Texto proporcionado:
____
Creo que vivir con miedo es no vivir.
Recuerdo haberme enfadado conmigo misma antes de partir en avión hacia Budapest. No había motivo para tener miedo y sin embargo, lo tenía.
Todo había sido por una pesadilla y también porque, tiempo atrás, yo solía confiar en las líneas aéreas que conocía. Una estupidez, lo sé. Ahora no confío en ninguna, aunque eso no me impide volar.
La línea aérea húngara Malév, aún funcionaba por aquel entonces, pero como era la primera vez que yo oía su nombre, todo en ella me hacía desconfiar.
El viaje prometía, prometía sustos y los hubo de toda índole.
Entré en el avión y, a pesar de haberme concienciado sobre esta aventura, aquello seguía sin darme buena espina.
Lo que vi al entrar en el aparato, era exactamente lo que me esperaba. Un avión muy viejo y muy pequeño.
Era la primera vez que había volado en un avión de ese tamaño.
Según mi acompañante esto lo hacía muy manejable, frase que me inquietó más aún.
Sabía, por experiencia de mis muchas horas por los aires, que los aparatos grandes se mueven menos y esto hace que yo no me entere del vuelo. Puedo leer y centrarme en el pollo duro que me dan para que me entretenga durante el trayecto.
Efectivamente, aquello se movía pero, yo cuando ya estoy en algo, estoy. Apechugo con las turbulencias y con el pollo duro.
Trago saliva, hago de tripas corazón, aparento tranquilidad y me concentro en que el suelo no se hunda antes de abandonar la nave.
Aquello temblaba por todas partes y yo sólo podía pensar en una cosa: “¿serán conscientes de la cantidad de tornillos que se estarán aflojando en un avión tan viejo con ese movimiento?»
Mientras lo pensaba, seguía a la azafata con la mirada. Quería advertirla del peligro y, de paso, preguntarle qué se había tomado para aparentar tal estado de depresión en una situación como ésa.
Algunas maletas se caían mientras ella, totalmente apática, nos dirigía miradas de desprecio y volvía a colocarlas en su sitio.
La comida rebotaba contra las paredes y algunos pasajeros se empeñaban en atraparla dando absurdos manotazos.
Tan entretenida estaba con ese espectáculo que, sin esperarlo aún, anunciaron que estábamos a punto de aterrizar en el aeropuerto de Budapest.
Sentí cierta alegría, aunque no quería precipitarme, pues sabía que quedaba lo peor: el descenso y aterrizaje.
____
El problema: Prosigue el relato del vuelo a Budapest a partir de su última frase. Las líneas que vienen a continuación son un material independiente del texto.

Ítems de etiquetado de contornos:
____
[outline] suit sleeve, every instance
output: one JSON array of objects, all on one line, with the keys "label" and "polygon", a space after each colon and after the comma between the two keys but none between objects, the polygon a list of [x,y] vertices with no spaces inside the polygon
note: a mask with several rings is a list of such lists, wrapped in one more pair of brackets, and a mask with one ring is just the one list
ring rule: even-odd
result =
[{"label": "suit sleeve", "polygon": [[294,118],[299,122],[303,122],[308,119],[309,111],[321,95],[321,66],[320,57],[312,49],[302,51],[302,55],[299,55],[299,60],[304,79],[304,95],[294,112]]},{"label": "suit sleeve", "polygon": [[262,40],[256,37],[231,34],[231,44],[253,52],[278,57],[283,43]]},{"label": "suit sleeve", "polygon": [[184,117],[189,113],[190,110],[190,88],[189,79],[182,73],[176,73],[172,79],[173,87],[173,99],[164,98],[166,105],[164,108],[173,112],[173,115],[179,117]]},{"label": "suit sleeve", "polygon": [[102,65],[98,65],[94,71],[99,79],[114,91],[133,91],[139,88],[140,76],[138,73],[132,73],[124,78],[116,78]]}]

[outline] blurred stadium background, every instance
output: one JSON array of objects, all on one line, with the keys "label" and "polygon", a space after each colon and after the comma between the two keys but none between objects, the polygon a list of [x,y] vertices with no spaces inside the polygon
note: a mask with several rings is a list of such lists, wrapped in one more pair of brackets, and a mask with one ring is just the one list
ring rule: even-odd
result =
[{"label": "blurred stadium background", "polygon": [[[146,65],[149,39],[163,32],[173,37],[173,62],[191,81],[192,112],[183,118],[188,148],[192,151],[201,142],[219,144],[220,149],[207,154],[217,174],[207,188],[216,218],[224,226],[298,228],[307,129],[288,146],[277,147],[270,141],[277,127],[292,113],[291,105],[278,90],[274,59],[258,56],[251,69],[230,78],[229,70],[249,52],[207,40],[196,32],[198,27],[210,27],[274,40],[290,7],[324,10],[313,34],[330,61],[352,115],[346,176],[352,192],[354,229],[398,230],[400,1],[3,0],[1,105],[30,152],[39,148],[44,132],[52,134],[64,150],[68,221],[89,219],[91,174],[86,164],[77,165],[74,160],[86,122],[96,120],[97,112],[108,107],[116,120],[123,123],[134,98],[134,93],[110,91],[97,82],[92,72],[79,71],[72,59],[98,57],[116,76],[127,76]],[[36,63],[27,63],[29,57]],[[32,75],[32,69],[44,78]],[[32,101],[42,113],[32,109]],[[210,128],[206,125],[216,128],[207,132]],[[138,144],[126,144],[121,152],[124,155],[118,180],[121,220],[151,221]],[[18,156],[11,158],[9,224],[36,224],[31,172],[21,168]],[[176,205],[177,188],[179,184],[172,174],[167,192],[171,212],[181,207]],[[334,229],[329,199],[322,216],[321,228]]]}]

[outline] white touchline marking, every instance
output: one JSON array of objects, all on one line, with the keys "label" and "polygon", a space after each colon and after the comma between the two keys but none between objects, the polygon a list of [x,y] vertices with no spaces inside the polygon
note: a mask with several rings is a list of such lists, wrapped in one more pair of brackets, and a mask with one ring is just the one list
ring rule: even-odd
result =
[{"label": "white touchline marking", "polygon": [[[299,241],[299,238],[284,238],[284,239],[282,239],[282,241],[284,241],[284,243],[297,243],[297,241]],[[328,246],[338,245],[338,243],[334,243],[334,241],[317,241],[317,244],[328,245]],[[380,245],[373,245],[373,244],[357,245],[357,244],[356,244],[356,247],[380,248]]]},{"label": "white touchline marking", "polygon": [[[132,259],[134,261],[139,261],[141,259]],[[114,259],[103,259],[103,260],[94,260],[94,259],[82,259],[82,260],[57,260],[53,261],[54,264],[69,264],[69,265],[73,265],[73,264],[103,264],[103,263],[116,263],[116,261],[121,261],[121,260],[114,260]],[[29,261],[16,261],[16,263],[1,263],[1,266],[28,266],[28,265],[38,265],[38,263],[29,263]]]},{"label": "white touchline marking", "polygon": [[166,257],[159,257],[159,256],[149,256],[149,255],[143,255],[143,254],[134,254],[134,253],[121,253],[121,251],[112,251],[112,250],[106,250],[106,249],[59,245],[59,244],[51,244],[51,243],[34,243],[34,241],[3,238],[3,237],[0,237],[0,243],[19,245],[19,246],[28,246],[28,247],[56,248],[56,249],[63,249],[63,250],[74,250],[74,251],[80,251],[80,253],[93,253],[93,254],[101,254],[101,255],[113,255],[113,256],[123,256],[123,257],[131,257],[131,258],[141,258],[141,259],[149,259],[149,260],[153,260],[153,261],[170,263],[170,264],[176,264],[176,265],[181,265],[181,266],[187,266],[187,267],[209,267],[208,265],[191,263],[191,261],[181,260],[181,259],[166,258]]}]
____
Resultado:
Me atreví a mirar por la ventana y, de pronto, observé que el pequeño aparato se había puesto casi del revés.
Sin casi, se puso del revés.
“¿Será una costumbre húngara o algún tipo de venganza hacia los países capitalistas?”, me pregunté.
Este tipo de filigranas aéreas ya me parecían una tomadura de pelo.
Mi acompañante me dijo que tenían que coger la pista así, a causa de la situación del aeropuerto.
No me creía nada.
Miré hacia una de las alas y observé que tenía una enorme abolladura.
Además, se movía como si se fuera a desprender. Ahora, mi teoría sobre los tornillos parecía cobrar mucho más sentido.
Mantenía los ojos bien abiertos, en alerta máxima, para avisar al piloto de cualquier cosa que pudiera descolocarse o romperse. Seguía expectante. Aunque no sirviese de nada.
Luego, viene mi reacción, la de siempre. Me pregunto a mí misma qué hago yo allí y por qué no estoy en mi casa sentada sobre algo que no se mueva y que se atenga a las leyes de la gravedad. Y me recreo en la estupidez de estar haciendo esas absurdas piruetas en el aire hacia una ciudad desconocida.
La pregunta de siempre, “¿podré regresar por algún otro medio que no sea por el aire?”
“Seguro. Ya lo pensaré en el hotel”.
Con esta simple pregunta, mi estancia siempre se hace más liviana, más llevadera. Me repito que no voy a regresar bajo ninguna circunstancia de la misma manera y me entretengo encontrando distintas opciones, en coche, en tren, a pie…
Siempre regreso en avión, claro.
En fin, todo tiene su recompensa.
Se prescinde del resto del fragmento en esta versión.